TASK OBJECTIVE: Leave the pictures out, and retype all of the material exactly as written.

════════════════════

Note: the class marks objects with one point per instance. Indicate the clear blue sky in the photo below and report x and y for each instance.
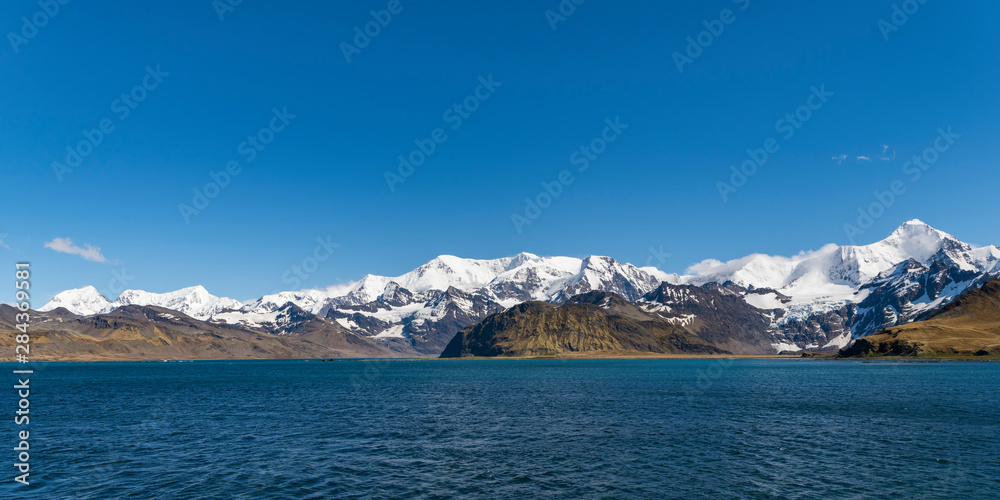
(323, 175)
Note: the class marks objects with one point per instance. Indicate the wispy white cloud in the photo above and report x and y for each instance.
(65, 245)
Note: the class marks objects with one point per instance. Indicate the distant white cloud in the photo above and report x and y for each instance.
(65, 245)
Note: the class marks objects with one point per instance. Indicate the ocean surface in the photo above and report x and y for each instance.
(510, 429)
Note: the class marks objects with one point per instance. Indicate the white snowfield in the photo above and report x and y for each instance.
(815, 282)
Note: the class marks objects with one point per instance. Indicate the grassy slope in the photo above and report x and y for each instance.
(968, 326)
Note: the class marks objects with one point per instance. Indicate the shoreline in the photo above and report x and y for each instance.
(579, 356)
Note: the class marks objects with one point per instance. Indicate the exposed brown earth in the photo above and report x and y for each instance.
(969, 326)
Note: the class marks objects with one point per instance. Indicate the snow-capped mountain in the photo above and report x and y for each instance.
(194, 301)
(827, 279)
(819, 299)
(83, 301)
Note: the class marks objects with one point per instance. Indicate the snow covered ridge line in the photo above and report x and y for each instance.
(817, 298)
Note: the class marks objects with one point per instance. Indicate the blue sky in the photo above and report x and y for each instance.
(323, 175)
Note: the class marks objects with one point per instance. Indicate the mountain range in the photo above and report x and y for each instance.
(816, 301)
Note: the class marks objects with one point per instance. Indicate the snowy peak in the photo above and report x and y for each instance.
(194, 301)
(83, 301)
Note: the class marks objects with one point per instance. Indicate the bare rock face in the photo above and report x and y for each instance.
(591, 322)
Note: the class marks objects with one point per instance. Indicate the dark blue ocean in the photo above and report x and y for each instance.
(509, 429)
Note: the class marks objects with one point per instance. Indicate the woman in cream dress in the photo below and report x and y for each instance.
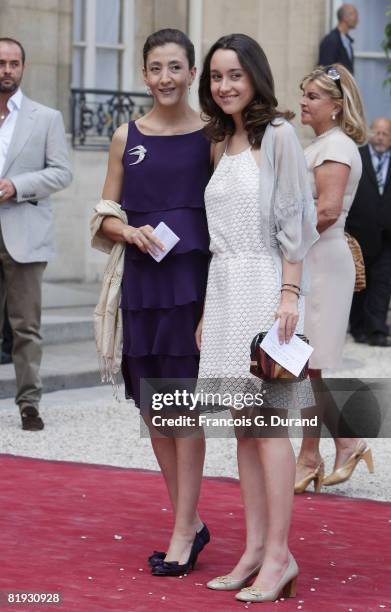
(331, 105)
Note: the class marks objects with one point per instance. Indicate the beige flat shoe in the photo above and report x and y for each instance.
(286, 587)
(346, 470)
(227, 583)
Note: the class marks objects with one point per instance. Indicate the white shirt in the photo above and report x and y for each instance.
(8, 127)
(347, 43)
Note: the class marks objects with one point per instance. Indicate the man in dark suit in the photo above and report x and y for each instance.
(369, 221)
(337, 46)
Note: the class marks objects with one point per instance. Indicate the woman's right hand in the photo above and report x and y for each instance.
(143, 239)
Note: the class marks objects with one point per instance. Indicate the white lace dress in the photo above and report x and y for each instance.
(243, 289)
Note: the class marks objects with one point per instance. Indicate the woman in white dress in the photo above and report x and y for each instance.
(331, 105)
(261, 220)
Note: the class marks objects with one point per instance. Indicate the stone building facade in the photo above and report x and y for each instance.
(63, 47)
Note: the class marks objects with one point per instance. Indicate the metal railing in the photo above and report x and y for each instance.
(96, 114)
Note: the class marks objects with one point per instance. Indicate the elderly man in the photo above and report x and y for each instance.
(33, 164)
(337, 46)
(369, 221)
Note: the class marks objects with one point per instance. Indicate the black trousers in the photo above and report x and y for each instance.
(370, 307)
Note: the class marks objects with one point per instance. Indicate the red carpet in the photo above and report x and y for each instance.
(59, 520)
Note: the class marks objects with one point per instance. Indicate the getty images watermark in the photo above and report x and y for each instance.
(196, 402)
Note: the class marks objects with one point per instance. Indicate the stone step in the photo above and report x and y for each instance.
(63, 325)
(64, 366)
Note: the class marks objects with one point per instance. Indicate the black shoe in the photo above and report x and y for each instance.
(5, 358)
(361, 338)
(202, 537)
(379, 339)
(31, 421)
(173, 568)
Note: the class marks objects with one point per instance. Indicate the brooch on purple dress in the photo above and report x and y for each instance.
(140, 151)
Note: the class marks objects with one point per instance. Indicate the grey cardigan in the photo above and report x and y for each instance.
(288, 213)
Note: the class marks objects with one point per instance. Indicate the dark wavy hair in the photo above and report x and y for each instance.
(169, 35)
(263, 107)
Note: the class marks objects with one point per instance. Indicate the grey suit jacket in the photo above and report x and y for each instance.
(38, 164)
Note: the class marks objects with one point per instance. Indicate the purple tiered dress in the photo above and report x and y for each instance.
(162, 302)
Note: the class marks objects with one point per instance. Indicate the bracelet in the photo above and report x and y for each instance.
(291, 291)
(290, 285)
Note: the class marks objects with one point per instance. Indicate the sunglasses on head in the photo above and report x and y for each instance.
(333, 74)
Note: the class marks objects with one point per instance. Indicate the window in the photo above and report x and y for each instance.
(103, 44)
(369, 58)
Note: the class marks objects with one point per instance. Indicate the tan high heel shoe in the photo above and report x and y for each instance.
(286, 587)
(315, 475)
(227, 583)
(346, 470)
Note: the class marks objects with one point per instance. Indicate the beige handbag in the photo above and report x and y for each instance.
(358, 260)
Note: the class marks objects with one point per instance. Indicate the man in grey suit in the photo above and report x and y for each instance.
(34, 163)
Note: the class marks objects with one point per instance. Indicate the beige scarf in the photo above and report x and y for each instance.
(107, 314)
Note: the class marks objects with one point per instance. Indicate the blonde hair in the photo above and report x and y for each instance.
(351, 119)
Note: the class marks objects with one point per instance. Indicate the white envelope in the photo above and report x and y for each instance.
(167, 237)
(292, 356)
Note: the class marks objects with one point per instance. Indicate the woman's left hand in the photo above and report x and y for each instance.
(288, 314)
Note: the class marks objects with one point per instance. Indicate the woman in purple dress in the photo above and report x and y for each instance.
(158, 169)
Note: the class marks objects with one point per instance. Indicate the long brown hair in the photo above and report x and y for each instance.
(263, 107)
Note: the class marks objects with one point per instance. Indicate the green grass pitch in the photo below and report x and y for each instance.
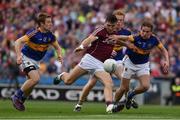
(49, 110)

════════════════════

ANSWER FOR THIS EXERCISE:
Note: the class marks objects with one point per instance. Indicate the clear blue sky in the photo below and report x and y for each instance.
(323, 175)
Note: the class marks objects with one point per instance. Indicate the wispy white cloud in the photo above and report x and y for each instance.
(65, 245)
Note: the class marks objects with one point per instance. Indicate the distant white cloud in the photo above and report x and y for each instance.
(65, 245)
Note: the class marks objects with one point per instance. Indicate the ocean surface in the photo above and report x and y for each instance.
(510, 429)
Note: the class marks objects with one point per instance. Indicate the white snowfield in the photo above and report x and y for each instance.
(815, 282)
Note: the class marks objects with one point per instance. Indicate the grassy slope in the photo above and report x and y for each instance.
(968, 326)
Note: the class marks objects with one point per instance. Indicate the shoreline in the photo above and report x and y for each instance.
(579, 356)
Note: the class marks objects with one point per instance. Indicate the exposed brown earth in the photo above and report x and y for each instance.
(969, 326)
Note: the class marks objects with one point per instance. Indicate the snow-capped mountain in the photo above and report x and y for each instance.
(194, 301)
(827, 279)
(819, 299)
(83, 301)
Note: the class marks objects with one point per instance. Indicate the snow covered ridge line in the photo above and report x and y for each instance.
(817, 298)
Note: the class marks objects with one point per instance. Indicate the blue sky in the photo above and report x and y for each instance.
(323, 175)
Note: the class marks objects with one point per instance. Indicate the mountain range in the photo above and report x and y for each instance.
(816, 301)
Note: the class marks objects with one point per instance. Indicate the snowy peak in the photo above and report x and y for each instance.
(194, 301)
(83, 301)
Note: the class marks objects with one point per instance. Indicate the bare rock face in the photo above and report x and y for each instance.
(591, 322)
Note: the class marks objects with one point per instance. Indicate the dark blue ocean in the photo above and report x and y for each instance.
(509, 429)
Note: the class marks objects with one point per instance. Indicate the woman in cream dress in the photo below and report x and y for each instance.
(331, 105)
Note: the class marks objects with one point per instance. Indicate the beige flat shoe in the photo above and report x and y for each instance.
(286, 587)
(346, 470)
(227, 583)
Note: the class marks objects with one point per instance. Indicate the white shirt in the photo above and report x and y for each instance.
(8, 127)
(347, 43)
Note: the class marks objects with one point per instance. Indicate the man in dark suit in the photo above and report x and y for each instance.
(369, 221)
(337, 46)
Note: the class marks objects with one point per instance. Indicate the woman's right hand in the photo above and report x and y for each instance.
(143, 239)
Note: the class marks objects with one point per instance. Indicate the white lace dress in the photo above and report x and y for each instance.
(243, 289)
Note: the class marks objects with one point per instance. Indicate the woman in white dress in the photo above and report x and y for each instance.
(331, 105)
(261, 220)
Note: the class marks objects with one point per instance. Indicate the stone building facade in the photo above and report x and y for each instance.
(63, 47)
Note: the class marks objects with one point per instance. Indicate the metal railing in the photo above and report x and y for each instance.
(96, 114)
Note: the class marks objects with one point per instance. Indicate the elderly man in the photo above and report x and y for each instance.
(33, 164)
(337, 46)
(369, 221)
Note: the class marks objects with one point per instance. Indicate the black trousers in the photo above and report x and y for each instance.
(370, 307)
Note: the class marks objects with one point per instance. Indicate the red carpet in the photo above and report x and y for each instance.
(59, 520)
Note: the class marks objects with one point per instance. Indicate the getty images watermark in the photo above and report x and y for each instance.
(196, 402)
Note: the class marks objects with one point per instance. Indicate the stone step in the photo above and report x and y for each instance.
(63, 325)
(64, 366)
Note: the class marks objects with one point per instance. Indicate the black shoe in the photo above and report x and y for each instance.
(5, 358)
(361, 338)
(202, 537)
(379, 339)
(31, 421)
(173, 568)
Note: the class marks objects with one point per instance. Indicate the brooch on purple dress in the photo above and report x and y for each instance.
(140, 151)
Note: the class marks objects with one point per instance. Indicate the grey cardigan in the photo above and report x and y for each instance.
(288, 213)
Note: the class marks objects with one point per instance. Indicate the dark wavy hair in the photo above and report x and y for each instance.
(169, 35)
(263, 107)
Note: the class marks objects with one point per instance. Indicate the grey suit jacket in the photo above and report x and y for each instance.
(38, 164)
Note: the class marks objects with one point per instance. Indicate the purple tiered dress in the photo above and report x and y for each instance.
(162, 302)
Note: the class marks objects with one point per instance. Indicate the bracelet in the photo above and report x and y for each instance.
(291, 291)
(290, 285)
Note: the class marks objects with one point per instance. Indicate the sunglasses on head in the photo above and report x and y for each instance.
(333, 74)
Note: the class marks objects with one point per instance. Indicate the window in the photo above and report x and y for each instance.
(103, 44)
(369, 58)
Note: the class marks objects with one point per instance. Indicate the tan high heel shoe in the photo above and report x and y for each instance.
(286, 587)
(315, 475)
(227, 583)
(346, 470)
Note: the class marks objects with one point per instance. Indicate the beige handbag in the photo above and report x and y for each instance.
(358, 260)
Note: the class marks objects with one point per instance. Indicate the man in grey suit in the photo above and report x and y for each instance.
(34, 163)
Note: the class marks objects with one point per instance. Indicate the beige scarf in the photo above and report x and y for each instance.
(107, 314)
Note: the class marks objects with one point per instance. Indicate the blonde hair in the photo above and report x and y for each instance.
(351, 119)
Note: the class marks objects with one point per instance. Indicate the white envelope in the photo above and report x and y for each instance.
(167, 237)
(292, 356)
Note: the class marks objects with one point per instance. Indicate the woman's left hand in the photo above and report x and y for each instance.
(288, 314)
Note: the class marks objects with one point per instance. Indicate the woman in purple dress in the photo above and report x and y for each instance.
(158, 169)
Note: the class marks objects with one point per instance. Indicate the long brown hair in the photo above and report x and y for each instance.
(263, 107)
Note: the class marks objects with one point per instance. Indicate the green grass pitch in the photo below and report x and y for each instance.
(49, 110)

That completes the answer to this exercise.